-- Begin --
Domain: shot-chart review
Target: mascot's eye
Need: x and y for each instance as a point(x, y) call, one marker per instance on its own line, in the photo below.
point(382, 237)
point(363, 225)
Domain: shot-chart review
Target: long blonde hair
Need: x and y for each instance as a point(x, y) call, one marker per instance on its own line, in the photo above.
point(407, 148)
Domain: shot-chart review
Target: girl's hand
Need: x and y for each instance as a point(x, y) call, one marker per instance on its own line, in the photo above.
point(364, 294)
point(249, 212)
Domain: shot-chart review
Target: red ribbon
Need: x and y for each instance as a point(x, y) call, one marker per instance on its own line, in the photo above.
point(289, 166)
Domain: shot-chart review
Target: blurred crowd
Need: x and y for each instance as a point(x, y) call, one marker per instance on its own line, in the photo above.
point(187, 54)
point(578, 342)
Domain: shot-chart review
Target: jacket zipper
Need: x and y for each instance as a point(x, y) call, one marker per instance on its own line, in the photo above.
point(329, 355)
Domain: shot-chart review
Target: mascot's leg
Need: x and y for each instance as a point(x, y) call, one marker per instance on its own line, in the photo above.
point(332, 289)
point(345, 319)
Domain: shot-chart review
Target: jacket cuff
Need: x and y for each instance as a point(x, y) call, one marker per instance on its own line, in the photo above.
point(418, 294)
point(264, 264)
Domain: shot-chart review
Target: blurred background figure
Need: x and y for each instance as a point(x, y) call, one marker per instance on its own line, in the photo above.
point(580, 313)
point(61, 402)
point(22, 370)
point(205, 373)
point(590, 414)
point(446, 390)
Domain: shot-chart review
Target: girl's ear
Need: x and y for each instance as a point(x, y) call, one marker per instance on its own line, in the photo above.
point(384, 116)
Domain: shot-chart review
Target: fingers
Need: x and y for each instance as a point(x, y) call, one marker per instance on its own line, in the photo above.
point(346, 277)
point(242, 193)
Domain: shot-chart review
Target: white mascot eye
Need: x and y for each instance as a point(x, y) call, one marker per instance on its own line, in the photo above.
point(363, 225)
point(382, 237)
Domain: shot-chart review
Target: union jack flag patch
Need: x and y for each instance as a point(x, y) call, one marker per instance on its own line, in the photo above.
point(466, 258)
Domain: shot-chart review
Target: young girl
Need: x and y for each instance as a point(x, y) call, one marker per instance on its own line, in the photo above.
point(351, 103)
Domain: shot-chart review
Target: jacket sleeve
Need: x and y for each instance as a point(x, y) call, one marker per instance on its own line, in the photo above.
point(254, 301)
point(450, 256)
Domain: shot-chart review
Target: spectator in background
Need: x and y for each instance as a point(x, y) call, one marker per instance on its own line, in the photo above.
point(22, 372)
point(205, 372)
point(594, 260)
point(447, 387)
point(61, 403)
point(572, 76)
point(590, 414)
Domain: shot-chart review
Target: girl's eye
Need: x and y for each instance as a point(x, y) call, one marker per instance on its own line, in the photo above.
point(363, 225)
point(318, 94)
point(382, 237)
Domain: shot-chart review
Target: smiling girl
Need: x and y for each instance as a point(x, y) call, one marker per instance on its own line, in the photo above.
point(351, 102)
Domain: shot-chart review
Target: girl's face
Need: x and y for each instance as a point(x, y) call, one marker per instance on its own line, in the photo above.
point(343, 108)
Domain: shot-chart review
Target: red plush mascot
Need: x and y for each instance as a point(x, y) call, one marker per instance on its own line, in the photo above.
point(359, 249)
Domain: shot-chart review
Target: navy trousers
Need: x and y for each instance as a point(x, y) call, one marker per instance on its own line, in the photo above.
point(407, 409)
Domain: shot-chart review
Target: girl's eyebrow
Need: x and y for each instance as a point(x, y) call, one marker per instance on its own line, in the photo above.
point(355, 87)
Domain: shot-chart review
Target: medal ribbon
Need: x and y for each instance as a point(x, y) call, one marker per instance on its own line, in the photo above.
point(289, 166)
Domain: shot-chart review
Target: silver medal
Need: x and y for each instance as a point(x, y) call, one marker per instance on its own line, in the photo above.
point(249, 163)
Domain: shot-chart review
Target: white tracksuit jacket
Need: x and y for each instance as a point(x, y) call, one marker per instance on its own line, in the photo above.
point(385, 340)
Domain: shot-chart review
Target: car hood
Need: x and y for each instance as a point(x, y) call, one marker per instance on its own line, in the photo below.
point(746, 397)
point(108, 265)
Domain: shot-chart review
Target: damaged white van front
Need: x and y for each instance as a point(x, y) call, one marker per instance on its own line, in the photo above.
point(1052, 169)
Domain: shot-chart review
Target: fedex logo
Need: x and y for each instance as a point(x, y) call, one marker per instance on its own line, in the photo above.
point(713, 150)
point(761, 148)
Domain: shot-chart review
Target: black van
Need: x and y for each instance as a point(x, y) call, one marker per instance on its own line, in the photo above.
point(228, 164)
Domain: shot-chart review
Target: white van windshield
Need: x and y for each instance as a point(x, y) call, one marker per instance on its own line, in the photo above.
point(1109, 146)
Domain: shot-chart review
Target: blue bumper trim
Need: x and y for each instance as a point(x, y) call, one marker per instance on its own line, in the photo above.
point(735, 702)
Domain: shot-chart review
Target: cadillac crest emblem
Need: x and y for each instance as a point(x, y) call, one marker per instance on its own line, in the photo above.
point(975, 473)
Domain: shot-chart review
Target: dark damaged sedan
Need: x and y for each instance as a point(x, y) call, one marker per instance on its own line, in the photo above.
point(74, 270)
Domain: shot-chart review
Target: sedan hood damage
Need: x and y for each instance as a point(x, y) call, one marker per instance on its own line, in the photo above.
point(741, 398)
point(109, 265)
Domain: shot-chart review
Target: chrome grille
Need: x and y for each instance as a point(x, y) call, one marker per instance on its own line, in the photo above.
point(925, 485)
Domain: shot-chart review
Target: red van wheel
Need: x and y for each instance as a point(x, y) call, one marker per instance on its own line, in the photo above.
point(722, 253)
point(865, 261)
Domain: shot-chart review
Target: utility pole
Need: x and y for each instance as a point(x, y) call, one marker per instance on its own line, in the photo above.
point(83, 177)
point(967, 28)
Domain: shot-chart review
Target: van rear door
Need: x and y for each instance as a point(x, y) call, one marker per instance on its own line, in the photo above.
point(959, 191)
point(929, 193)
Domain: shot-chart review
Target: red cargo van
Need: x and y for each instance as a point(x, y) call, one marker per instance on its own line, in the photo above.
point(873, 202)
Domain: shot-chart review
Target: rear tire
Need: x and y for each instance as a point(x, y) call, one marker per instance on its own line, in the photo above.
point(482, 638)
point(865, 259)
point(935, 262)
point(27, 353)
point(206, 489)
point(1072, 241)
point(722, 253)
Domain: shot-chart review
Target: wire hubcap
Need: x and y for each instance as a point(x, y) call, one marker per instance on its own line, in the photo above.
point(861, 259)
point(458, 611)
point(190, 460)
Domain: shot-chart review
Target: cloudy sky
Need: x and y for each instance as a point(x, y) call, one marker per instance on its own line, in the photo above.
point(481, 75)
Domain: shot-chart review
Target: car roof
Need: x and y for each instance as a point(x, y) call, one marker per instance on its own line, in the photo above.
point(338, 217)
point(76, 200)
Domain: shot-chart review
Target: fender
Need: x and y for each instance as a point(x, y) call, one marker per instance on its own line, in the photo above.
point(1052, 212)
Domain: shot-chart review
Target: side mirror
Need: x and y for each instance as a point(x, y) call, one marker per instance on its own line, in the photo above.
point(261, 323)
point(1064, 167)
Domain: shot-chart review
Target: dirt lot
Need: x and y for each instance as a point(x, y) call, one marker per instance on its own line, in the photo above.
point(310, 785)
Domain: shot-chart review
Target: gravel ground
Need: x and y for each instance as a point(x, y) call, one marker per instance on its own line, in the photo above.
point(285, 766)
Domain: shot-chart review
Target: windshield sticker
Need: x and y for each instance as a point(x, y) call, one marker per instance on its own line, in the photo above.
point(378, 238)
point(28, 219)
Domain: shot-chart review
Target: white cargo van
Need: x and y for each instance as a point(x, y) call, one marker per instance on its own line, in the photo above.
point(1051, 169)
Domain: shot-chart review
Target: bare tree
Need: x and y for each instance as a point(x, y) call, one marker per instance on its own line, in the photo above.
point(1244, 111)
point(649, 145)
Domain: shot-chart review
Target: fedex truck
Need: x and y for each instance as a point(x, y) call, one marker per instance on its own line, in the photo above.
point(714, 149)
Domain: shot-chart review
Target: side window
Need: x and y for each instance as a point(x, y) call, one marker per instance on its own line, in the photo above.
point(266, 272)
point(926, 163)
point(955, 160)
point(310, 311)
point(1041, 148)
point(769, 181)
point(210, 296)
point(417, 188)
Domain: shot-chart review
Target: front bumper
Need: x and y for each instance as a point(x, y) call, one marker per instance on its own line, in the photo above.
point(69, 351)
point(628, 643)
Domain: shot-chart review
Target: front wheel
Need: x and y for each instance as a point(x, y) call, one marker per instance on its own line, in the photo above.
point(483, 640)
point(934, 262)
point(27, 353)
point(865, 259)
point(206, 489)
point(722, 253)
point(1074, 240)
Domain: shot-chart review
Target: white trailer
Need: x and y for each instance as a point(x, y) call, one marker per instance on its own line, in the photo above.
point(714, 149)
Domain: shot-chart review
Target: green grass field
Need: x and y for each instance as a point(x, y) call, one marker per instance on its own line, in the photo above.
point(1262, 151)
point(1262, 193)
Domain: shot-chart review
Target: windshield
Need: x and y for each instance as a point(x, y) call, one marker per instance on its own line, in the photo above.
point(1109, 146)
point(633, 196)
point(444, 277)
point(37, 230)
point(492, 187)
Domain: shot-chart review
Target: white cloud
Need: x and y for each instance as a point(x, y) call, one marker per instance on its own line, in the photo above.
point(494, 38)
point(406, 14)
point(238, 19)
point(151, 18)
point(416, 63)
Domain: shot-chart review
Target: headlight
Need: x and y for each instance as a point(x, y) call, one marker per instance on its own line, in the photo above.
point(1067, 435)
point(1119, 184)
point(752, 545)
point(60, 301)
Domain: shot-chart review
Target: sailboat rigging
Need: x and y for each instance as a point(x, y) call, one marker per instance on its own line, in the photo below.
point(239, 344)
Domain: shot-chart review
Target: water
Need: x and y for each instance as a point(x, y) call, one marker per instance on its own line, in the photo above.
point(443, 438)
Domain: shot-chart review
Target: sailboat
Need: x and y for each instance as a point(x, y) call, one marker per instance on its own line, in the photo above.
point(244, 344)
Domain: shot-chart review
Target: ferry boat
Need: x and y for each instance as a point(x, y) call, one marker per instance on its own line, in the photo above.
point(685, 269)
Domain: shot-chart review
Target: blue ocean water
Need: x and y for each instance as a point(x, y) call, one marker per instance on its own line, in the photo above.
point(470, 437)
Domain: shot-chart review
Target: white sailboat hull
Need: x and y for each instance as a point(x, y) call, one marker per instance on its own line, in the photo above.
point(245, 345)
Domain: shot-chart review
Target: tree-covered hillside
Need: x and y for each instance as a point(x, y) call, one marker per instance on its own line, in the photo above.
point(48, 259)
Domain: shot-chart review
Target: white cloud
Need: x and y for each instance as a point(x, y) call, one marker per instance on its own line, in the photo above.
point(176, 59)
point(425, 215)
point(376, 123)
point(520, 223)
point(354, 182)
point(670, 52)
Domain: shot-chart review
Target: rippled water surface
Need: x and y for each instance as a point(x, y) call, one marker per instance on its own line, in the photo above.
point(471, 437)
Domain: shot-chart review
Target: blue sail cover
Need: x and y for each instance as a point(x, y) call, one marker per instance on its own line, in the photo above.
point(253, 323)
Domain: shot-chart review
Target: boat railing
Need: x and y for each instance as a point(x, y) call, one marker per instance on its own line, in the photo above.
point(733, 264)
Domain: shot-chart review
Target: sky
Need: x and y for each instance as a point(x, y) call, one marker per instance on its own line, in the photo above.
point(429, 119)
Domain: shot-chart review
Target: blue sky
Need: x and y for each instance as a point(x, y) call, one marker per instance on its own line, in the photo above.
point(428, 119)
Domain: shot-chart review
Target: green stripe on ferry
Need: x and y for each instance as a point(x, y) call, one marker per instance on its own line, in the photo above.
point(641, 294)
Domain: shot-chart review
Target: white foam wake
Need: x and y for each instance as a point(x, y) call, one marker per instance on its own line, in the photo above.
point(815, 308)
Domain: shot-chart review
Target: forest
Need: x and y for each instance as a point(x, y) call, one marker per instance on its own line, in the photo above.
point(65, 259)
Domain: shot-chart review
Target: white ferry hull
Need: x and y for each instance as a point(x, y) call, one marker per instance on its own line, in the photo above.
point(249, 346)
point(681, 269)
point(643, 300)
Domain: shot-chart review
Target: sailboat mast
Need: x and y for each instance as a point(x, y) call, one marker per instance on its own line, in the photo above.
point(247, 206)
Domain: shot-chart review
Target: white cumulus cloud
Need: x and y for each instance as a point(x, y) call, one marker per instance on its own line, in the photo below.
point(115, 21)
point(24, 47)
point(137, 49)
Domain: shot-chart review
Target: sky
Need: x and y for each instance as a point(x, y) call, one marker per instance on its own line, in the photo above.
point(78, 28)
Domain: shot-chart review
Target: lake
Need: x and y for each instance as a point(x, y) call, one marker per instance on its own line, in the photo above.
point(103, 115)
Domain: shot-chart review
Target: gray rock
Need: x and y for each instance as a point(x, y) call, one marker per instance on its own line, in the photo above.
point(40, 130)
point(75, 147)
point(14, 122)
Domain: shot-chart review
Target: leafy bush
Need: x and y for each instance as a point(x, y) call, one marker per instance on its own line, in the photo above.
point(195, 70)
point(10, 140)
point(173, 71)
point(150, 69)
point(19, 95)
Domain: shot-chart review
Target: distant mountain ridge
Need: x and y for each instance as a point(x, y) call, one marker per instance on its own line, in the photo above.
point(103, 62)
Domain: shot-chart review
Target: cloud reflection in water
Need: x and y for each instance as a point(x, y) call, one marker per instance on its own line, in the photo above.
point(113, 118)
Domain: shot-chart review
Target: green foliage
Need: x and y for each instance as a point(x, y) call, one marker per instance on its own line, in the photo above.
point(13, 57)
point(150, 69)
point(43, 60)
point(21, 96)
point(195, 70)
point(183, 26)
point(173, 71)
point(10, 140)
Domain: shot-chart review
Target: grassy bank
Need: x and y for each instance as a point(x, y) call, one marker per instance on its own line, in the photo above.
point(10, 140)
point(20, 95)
-- End --
▶ EXERCISE TASK
Identify each line in the records above that contains the string "girl" and copy those lines out. Case counts.

▶ WRITTEN RESPONSE
Target: girl's hand
Target: girl's ear
Target: young girl
Target: girl's eye
Target: smiling girl
Target: girl's face
Target: girl's eyebrow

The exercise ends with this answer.